> [Recorded data]
- Opening Delimiter -
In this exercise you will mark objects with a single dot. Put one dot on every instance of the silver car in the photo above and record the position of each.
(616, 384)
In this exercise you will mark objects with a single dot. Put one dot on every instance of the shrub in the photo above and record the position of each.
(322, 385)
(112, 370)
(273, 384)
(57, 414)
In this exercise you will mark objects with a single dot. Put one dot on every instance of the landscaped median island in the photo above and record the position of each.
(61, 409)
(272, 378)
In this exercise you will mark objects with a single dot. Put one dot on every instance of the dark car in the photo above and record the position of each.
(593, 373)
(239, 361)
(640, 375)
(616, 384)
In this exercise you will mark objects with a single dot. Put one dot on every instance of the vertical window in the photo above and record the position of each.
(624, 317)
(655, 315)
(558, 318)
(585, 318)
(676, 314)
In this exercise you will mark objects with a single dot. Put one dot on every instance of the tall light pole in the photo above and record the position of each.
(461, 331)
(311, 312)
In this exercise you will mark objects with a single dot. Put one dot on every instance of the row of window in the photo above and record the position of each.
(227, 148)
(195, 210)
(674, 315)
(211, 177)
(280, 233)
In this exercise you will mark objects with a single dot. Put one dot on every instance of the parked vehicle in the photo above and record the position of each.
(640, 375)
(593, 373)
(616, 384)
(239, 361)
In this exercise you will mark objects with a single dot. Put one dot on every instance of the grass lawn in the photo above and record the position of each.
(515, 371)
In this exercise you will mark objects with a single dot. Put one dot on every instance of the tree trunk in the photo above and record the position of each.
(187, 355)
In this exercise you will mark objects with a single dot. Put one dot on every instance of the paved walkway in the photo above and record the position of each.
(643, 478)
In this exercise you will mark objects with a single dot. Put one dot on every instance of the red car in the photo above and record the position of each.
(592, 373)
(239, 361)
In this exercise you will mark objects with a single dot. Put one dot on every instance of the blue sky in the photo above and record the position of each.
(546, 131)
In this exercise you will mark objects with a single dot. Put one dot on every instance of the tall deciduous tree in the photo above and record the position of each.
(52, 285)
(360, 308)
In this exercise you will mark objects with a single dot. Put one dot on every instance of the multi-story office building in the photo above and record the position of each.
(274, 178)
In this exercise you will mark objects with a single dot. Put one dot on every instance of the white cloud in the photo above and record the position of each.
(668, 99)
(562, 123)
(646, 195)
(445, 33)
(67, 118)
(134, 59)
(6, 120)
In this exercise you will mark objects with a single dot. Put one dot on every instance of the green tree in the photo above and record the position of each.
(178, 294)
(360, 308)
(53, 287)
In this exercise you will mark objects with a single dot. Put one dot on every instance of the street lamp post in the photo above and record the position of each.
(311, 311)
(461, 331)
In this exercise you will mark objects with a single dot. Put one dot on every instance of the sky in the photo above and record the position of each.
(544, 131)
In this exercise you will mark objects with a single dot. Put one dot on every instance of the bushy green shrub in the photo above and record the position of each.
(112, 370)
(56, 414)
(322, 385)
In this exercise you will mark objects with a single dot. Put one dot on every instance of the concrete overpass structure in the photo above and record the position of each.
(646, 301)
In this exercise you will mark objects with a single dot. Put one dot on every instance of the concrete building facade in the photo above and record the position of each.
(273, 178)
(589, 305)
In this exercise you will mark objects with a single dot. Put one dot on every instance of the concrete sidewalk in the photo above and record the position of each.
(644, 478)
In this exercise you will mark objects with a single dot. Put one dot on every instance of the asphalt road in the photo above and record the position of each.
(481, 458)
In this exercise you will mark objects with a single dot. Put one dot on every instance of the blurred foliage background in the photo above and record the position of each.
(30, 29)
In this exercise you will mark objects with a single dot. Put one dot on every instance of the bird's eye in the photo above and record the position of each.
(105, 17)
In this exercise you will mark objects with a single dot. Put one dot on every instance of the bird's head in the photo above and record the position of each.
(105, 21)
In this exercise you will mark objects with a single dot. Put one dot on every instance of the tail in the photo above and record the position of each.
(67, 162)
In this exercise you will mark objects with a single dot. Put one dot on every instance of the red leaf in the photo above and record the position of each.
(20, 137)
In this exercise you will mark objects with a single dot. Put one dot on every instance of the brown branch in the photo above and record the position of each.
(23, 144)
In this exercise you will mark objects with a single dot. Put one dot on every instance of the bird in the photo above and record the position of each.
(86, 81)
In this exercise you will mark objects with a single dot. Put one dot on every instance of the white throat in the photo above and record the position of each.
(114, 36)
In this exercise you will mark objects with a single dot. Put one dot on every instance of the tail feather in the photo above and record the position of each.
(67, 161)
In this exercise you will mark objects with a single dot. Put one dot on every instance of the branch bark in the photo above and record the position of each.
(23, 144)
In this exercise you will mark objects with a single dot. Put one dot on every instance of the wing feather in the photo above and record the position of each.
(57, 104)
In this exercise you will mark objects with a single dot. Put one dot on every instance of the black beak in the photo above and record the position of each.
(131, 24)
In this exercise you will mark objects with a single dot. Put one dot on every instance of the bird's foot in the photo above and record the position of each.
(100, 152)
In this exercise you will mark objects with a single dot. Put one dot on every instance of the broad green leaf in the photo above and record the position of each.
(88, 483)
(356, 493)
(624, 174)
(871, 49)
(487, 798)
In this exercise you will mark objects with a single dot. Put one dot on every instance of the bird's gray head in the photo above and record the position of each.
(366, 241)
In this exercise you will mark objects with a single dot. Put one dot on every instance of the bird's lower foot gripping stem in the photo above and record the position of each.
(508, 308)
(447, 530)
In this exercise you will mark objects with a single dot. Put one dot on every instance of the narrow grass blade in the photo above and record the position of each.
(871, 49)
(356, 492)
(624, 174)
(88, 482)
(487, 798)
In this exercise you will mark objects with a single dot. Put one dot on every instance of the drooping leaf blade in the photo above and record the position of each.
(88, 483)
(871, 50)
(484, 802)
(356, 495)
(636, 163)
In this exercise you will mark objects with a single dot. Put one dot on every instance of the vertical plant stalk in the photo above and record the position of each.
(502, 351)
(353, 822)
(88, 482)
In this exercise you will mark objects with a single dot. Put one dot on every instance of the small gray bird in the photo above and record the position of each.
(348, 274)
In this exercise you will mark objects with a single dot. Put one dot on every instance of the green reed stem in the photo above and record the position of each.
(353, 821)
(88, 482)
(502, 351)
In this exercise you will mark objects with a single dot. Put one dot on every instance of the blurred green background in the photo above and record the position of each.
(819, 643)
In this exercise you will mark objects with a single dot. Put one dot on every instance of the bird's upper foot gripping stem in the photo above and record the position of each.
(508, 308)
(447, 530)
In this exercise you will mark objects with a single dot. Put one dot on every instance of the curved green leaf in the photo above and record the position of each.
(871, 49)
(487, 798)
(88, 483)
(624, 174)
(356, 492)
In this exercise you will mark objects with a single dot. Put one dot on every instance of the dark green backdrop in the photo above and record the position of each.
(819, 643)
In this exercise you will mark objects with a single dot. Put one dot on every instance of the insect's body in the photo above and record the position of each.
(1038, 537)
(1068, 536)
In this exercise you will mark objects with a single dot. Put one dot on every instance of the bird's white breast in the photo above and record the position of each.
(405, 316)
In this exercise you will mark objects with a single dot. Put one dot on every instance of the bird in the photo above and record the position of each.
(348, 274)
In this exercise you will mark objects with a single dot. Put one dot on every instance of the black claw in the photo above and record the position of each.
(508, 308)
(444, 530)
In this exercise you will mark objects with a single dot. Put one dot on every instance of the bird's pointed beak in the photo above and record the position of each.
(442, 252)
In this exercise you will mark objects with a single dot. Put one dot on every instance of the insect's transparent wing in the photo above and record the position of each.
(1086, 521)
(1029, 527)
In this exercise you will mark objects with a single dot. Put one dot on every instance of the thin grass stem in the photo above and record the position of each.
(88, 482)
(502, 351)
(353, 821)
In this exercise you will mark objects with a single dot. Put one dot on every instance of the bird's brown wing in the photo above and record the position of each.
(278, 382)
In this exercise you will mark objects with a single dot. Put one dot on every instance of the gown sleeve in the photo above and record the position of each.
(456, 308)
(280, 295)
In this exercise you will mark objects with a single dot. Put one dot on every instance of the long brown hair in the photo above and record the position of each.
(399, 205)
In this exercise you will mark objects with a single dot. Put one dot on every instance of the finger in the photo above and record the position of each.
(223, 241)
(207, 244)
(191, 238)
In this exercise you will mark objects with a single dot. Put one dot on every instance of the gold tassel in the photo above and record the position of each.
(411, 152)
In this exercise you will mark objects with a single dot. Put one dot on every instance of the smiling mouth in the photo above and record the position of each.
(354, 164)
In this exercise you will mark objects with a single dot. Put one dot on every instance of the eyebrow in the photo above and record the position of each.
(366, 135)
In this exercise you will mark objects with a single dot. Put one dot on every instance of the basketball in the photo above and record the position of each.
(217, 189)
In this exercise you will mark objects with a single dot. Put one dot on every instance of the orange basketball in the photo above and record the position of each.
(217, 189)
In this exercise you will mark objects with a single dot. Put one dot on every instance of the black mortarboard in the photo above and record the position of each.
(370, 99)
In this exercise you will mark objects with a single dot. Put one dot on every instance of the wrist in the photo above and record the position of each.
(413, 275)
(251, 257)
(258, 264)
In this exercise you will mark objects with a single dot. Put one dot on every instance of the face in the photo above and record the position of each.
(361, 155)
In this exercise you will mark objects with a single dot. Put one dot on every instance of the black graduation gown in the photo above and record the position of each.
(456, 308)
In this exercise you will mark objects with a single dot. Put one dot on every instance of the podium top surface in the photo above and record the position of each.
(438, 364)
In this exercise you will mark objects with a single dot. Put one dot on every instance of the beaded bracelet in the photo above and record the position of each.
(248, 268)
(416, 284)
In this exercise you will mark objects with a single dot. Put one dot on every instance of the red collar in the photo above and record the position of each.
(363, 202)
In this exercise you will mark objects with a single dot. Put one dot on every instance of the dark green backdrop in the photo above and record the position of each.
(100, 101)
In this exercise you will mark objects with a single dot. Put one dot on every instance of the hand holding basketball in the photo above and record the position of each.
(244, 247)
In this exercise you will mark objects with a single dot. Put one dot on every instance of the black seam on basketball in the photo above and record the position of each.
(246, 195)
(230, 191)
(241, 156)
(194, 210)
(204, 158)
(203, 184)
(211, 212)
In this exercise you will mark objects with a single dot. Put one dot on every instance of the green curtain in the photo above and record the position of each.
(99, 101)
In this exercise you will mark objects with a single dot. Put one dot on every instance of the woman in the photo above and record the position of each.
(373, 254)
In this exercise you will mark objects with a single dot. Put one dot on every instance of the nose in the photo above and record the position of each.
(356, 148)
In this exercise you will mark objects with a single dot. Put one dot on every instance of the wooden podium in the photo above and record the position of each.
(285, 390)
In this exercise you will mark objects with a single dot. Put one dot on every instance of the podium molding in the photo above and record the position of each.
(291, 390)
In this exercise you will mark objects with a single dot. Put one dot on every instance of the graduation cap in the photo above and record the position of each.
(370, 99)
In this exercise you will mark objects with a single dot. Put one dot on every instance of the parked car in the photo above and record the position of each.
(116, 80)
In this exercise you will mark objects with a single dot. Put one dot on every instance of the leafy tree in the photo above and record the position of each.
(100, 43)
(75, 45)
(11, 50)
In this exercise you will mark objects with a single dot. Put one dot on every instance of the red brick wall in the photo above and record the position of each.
- Closing Delimiter -
> [Activity]
Set down nothing but the lines from the one containing "of the wooden" through the final line above, exactly as written.

> [Result]
In this exercise you will mark objects with a single dot. Put one dot on every instance of the wooden podium in the photo above and record the position of each.
(285, 390)
In this exercise you will mark objects with a single dot. Put one dot on every instance of the podium molding in the photo above and record the position of each.
(291, 390)
In this exercise you will mark objects with a single dot. Put one dot on every instance of the graduation cap in the photo above and record the position of each.
(370, 99)
In this exercise you will mark objects with a single dot. Put one dot on every instance of the parked car in the photo above and record the position of each.
(116, 80)
In this exercise you will mark objects with a single dot. Put one dot on every instance of the leafy tree in the photo above and record the position of each.
(100, 43)
(75, 45)
(11, 50)
In this exercise you will mark objects with a single dot. Put one dot on every instance of the red brick wall in the photo above and record the position of each.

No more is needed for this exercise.